Copy each of the items below word for word, covering all of them, and leave the pictures out of your copy.

>> Start TASK MATERIAL

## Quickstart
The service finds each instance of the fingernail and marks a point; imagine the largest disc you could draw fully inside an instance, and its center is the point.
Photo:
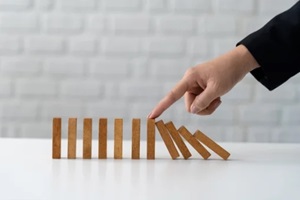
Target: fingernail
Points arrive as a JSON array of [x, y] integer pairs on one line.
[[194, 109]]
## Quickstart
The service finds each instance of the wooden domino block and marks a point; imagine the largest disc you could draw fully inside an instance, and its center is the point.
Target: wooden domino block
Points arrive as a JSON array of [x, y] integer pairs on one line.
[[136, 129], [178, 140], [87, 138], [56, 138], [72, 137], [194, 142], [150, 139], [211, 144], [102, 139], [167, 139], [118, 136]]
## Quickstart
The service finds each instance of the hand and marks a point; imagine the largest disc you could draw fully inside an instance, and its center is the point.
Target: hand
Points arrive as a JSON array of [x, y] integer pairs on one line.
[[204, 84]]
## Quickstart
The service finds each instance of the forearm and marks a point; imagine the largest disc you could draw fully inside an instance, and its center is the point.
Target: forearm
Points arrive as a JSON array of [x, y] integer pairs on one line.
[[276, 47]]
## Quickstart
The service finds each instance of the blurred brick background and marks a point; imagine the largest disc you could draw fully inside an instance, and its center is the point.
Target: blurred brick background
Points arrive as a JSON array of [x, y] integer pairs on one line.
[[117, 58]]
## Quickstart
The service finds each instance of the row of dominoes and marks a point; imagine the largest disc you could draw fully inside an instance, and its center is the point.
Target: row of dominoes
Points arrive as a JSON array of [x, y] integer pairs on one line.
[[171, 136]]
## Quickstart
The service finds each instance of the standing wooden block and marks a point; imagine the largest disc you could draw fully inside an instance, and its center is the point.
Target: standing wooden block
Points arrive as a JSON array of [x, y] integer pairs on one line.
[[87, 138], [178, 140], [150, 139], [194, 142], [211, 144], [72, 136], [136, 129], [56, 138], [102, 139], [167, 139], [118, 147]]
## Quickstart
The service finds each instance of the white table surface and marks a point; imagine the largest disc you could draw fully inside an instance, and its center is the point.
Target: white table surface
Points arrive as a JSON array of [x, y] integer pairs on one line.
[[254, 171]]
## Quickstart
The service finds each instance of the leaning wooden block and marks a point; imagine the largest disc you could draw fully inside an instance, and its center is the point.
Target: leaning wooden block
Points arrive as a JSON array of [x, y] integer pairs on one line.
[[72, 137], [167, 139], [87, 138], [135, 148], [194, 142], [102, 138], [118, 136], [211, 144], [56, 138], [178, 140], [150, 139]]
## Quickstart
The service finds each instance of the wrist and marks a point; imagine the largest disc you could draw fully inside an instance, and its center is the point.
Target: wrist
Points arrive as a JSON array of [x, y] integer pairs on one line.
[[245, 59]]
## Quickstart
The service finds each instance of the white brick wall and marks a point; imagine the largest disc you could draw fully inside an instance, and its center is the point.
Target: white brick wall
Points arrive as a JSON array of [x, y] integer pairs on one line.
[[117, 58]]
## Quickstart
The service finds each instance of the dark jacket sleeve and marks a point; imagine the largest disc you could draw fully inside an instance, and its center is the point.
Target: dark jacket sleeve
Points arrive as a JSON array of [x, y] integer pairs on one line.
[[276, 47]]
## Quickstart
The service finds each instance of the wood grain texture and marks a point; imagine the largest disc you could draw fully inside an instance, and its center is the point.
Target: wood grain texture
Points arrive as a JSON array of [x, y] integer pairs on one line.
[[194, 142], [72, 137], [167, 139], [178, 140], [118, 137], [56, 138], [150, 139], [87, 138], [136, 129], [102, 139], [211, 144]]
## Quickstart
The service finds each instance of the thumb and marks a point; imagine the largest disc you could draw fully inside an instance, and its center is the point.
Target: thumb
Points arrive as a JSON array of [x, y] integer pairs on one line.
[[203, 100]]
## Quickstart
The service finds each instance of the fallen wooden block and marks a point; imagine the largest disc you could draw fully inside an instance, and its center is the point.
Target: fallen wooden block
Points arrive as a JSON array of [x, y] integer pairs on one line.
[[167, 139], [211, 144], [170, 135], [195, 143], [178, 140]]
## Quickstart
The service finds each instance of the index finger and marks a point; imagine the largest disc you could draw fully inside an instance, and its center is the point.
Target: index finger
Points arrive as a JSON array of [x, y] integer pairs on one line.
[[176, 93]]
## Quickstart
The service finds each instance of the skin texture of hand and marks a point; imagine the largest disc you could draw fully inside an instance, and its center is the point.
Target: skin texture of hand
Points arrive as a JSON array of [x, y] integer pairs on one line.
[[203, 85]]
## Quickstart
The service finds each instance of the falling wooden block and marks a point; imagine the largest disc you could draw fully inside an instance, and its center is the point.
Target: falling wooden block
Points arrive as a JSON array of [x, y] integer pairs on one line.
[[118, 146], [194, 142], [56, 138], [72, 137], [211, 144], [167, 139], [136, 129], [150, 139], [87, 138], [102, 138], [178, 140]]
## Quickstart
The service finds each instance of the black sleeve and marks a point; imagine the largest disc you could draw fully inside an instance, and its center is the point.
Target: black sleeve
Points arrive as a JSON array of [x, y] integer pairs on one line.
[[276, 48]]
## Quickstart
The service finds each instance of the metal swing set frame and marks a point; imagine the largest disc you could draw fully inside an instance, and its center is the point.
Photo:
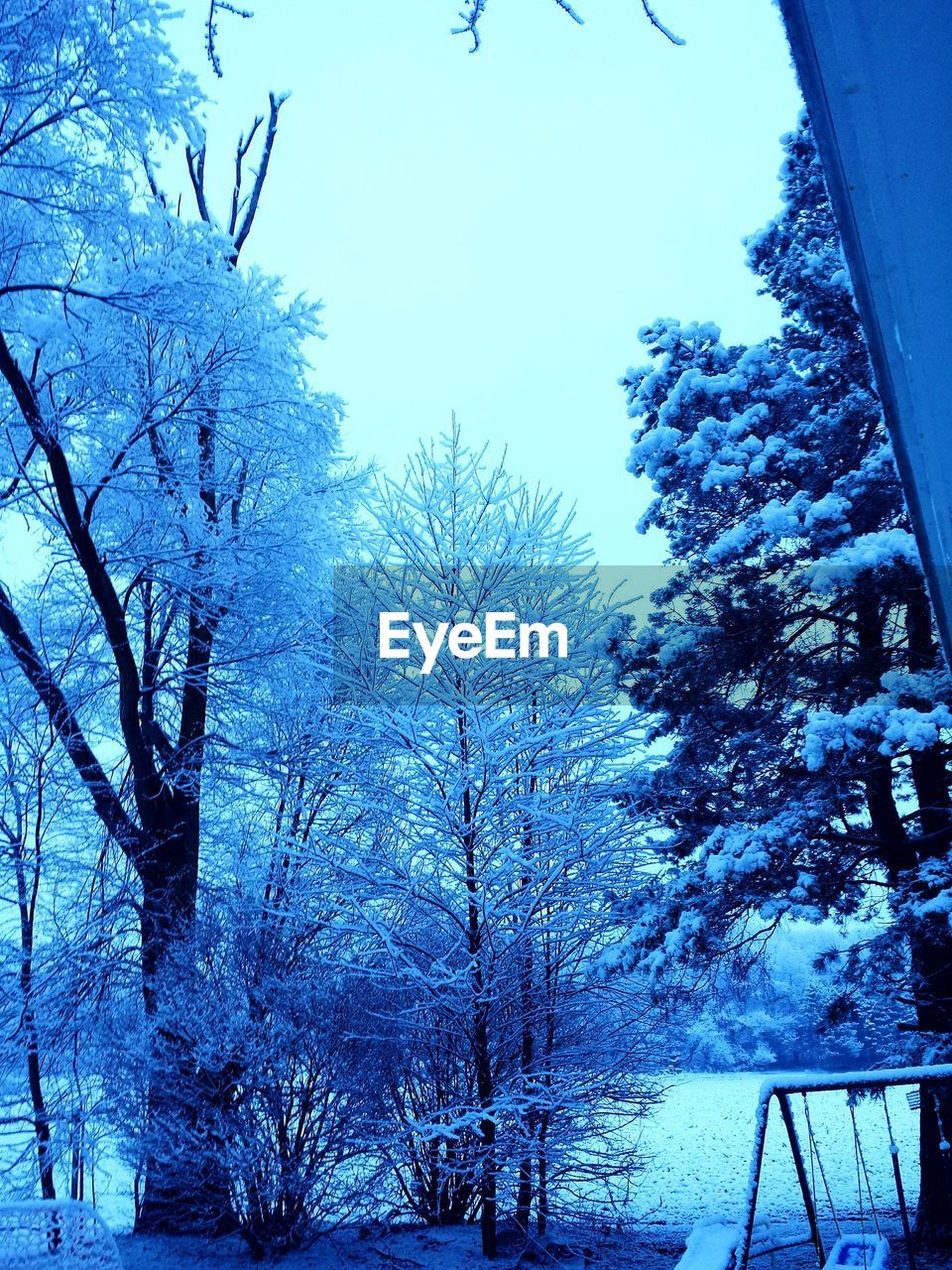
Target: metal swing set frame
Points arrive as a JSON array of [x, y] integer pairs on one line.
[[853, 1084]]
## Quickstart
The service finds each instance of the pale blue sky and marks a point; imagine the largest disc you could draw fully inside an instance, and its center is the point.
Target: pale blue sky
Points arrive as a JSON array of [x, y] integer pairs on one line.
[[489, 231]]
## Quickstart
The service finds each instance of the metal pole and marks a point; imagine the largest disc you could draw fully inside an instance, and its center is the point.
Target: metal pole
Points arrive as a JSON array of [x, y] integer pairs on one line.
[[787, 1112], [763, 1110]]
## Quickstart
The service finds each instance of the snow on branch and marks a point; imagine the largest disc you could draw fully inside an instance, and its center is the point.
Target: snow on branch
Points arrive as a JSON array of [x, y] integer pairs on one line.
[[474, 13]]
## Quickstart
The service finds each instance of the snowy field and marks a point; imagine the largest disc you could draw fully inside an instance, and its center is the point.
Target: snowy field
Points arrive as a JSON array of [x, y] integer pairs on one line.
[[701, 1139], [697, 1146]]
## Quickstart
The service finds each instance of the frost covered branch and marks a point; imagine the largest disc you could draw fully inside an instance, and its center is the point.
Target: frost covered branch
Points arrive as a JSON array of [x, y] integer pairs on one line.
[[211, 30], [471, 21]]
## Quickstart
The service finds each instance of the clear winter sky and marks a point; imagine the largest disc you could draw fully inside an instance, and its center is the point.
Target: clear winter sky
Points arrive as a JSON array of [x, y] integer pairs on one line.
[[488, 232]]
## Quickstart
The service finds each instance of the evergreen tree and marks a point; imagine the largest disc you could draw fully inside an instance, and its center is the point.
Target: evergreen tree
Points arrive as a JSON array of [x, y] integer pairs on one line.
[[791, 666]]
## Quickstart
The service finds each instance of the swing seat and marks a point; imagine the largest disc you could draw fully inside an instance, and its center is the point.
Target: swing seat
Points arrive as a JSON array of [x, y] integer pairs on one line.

>> End TASK MATERIAL

EXERCISE RESULT -
## Quickstart
The service finds each instance of the fingernail and marks a point; imagine the largest disc you could draw fully inside an instance, and its center is the point.
Photo:
Target: fingernail
Points arrive as a JSON array of [x, y] integer pairs on one line.
[[194, 109]]
## Quickstart
The service finds each instance of the wooden domino block and marks a point; imagine the largest disc you could draw fully inside an instance, and its center is the point.
Target: wooden domino block
Points arrive as a JSON array of [x, y] integer pairs on one line.
[[136, 129], [178, 140], [87, 138], [56, 138], [72, 137], [194, 142], [150, 139], [211, 144], [102, 139], [167, 139], [118, 136]]
## Quickstart
The service finds each instance of the hand and marks a point; imagine the largest disc you could draw fully inside an instance, and its center is the point.
Target: hand
Points arrive as a JSON array of [x, y] integer pairs on one line.
[[204, 84]]
## Quickstart
The service finds each instance of the forearm and marks a point; imagine the largest disc you could draw fully inside an instance, and its center is the point.
Target: forearm
Points arrive as a JSON array of [x, y] integer pairs on one line.
[[276, 47]]
## Quickstart
The service finds each instance of the blurred brick background and marks a point; imagine the largest disc you could draw fully inside an instance, and its center is the point.
Target: blurred brick background
Points arrive as a JSON array of [x, y] integer pairs on one line.
[[117, 58]]
## Quickstart
The service finds each instance of the row of dominoes and marks a point; imagine the largest disc you could draw fully inside an instance, and its center is the point.
Target: row of dominoes
Points arrive as a JSON array of [x, y] integer pairs on one line.
[[171, 136]]
## Quickstart
The service finds each instance of the standing wooden block and marks a point; imagine the largest disc you could draw fully inside an instance, and its center is the point.
Target: standing wooden block
Points arrive as a JSON array of [x, y] integer pairs on one line.
[[87, 138], [178, 140], [150, 139], [194, 142], [211, 144], [72, 136], [136, 129], [56, 138], [102, 139], [167, 139], [118, 147]]
## Quickstart
The service finds each instance of the white table surface and marks a point; imagine the largest disc you could draw fully inside an instance, and its center is the point.
Target: white table surface
Points arrive as a JSON array of [x, y] integer pairs on one line.
[[254, 171]]
## Quickstart
The service finds each instance of the leaning wooden block and marks a point; imagine the largest disc you could draw fully inside an instance, and its center is the point.
Target: leaning wooden block
Points arrive as a JSON array of [x, y] integer pairs on one line.
[[72, 137], [167, 139], [87, 138], [135, 148], [194, 142], [102, 138], [118, 136], [211, 144], [56, 138], [178, 140], [150, 139]]
## Quickstart
The service finds each instance of the wrist and marks a point; imagine the largest disc you could draw fully inside an instance, and its center is the point.
Target: wrist
Points arrive as a JSON array of [x, y] integer pairs on one line.
[[245, 59]]
## Quickstart
The service finds each instance of the white brick wall and marks a point; imagine the largest disc you could draw fully inside an instance, and its center is the point.
Target: white brick wall
Points arrive as a JSON array of [x, y] integer pairs on one line.
[[117, 58]]
## Quickstart
The service finds each instance of the dark jacket sleeve and marks a point; imagine the largest disc you could draw fully inside an instance, and its center is the point.
Target: dark jacket sleeve
Points arrive as a JSON array of [x, y] integer pairs on one line.
[[276, 47]]
## Quickstart
The service finds each instance of the wood grain texture and marks a point; imagine the largest disc you could draw fully inside an instance, and its center is the point.
Target: wood grain texture
Points arrive as a JSON array of [x, y] integer pairs on one line.
[[194, 142], [72, 137], [167, 139], [178, 140], [118, 137], [56, 138], [150, 139], [87, 138], [136, 129], [102, 139], [211, 144]]
## Quickstart
The service finds each instance of the thumb and marks a point; imagine the largest disc you could draw fully inside an instance, and its center is the point.
Target: thumb
Points arrive as a JSON array of [x, y] integer pairs on one line.
[[203, 100]]
## Quickstart
The service finds each instance of the fallen wooden block and marks a point; imagine the largest disc you could draw fully inside an instance, and its center is the point.
Target: fallen wooden block
Points arrive as a JSON array of [x, y] integer pairs on one line.
[[167, 139], [211, 144], [170, 135], [195, 143], [178, 140]]
## Quickstart
The service finds each instance of the index finger and marks a point; imagine the largest disc you could draw fully inside an instance, and its center is the point.
Target: index finger
Points arrive as a JSON array of [x, y] integer pairs on one line.
[[176, 93]]
## Quickstart
The service finds each instance of the skin texture of hand and marks a point; imagine the largest disc you could draw fully inside an instance, and its center is the point.
Target: skin texture of hand
Points arrive as a JSON array of [x, y] integer pairs on one line.
[[203, 85]]
## Quickstart
The service finds each instance of the falling wooden block and marks a point; imagine the largest disc you could draw fully inside an instance, and its center is the point.
Target: falling wooden block
Points arrive as a JSON array of [x, y] integer pairs on one line.
[[118, 146], [194, 142], [56, 138], [72, 137], [211, 144], [167, 139], [136, 129], [150, 139], [87, 138], [102, 138], [178, 140]]
## Quickstart
The service finds each instance of the black sleeve and marks a point; imagine the largest disc you could draw fully inside an instance, and its center is the point.
Target: black sleeve
Points arrive as a JSON array of [x, y] integer pairs on one line.
[[276, 48]]
## Quickstart
The service finds each instance of the metal swing set frame and marks a point; imagine the largest disc you could draw fully inside an instance, and its center is the point.
Photo:
Target: metal swing set frame
Points arrive as a JSON array of [x, y] integer pairs on one line.
[[853, 1084]]
## Quickstart
The service finds each instance of the pale blue sky and marks a point; imagine the largest disc you could draw fully inside an instance, and its center is the point.
Target: pale blue sky
Points arrive as a JSON array of [x, y] integer pairs on one line.
[[489, 231]]
## Quickstart
The service finds each instance of the metal pole and marks a point; imagine the largest disc you could draw fully inside an instance, and its center is the point.
Target: metal pole
Points arrive as a JSON array of [x, y] integer pairs on one line.
[[787, 1112], [763, 1110]]
## Quickstart
The service finds each instance of the snow on branch and marks a point; imagine the largest disc you could draw fully inside an instance, and its center is the point.
Target: snow on branch
Points arrive as a JSON array of [x, y] integer pairs on one line.
[[474, 13]]
## Quickstart
The service finds each instance of the snowy field and marks a point; imagine the largest disc you could draw fully inside an instance, and its center is the point.
Target: snowy field
Points arrive as a JSON array of [x, y] integer pairs on one line.
[[701, 1139], [697, 1146]]
## Quickstart
The service finds each instance of the frost covered branch and marks a point; imagine the largest disc you could draw fully inside an instance, and its center is the point.
Target: frost covered branch
Points arrive as a JSON array of [x, y] integer pairs on one line.
[[211, 30], [471, 21]]
## Quickstart
The service finds each instance of the clear winter sky and marks a point; imagine the largest disc you could draw fully inside an instance, and its center is the point.
Target: clear winter sky
Points arrive as a JSON array of [x, y] integer pairs on one line.
[[488, 232]]
## Quickstart
The service finds each instance of the evergreen tree and marks a point; imagine the largest disc you could draw fully inside an instance, and its center is the point.
Target: evergreen tree
Points arrive as a JSON array of [x, y] integer pairs on one line.
[[791, 666]]
## Quickstart
The service finds each instance of the swing seat and marks a point; imagine the largest disc you could draw fully inside an instance, and its center is the point.
Target: swing seat
Points arrive as a JSON array of [x, y] integer pairs on one line.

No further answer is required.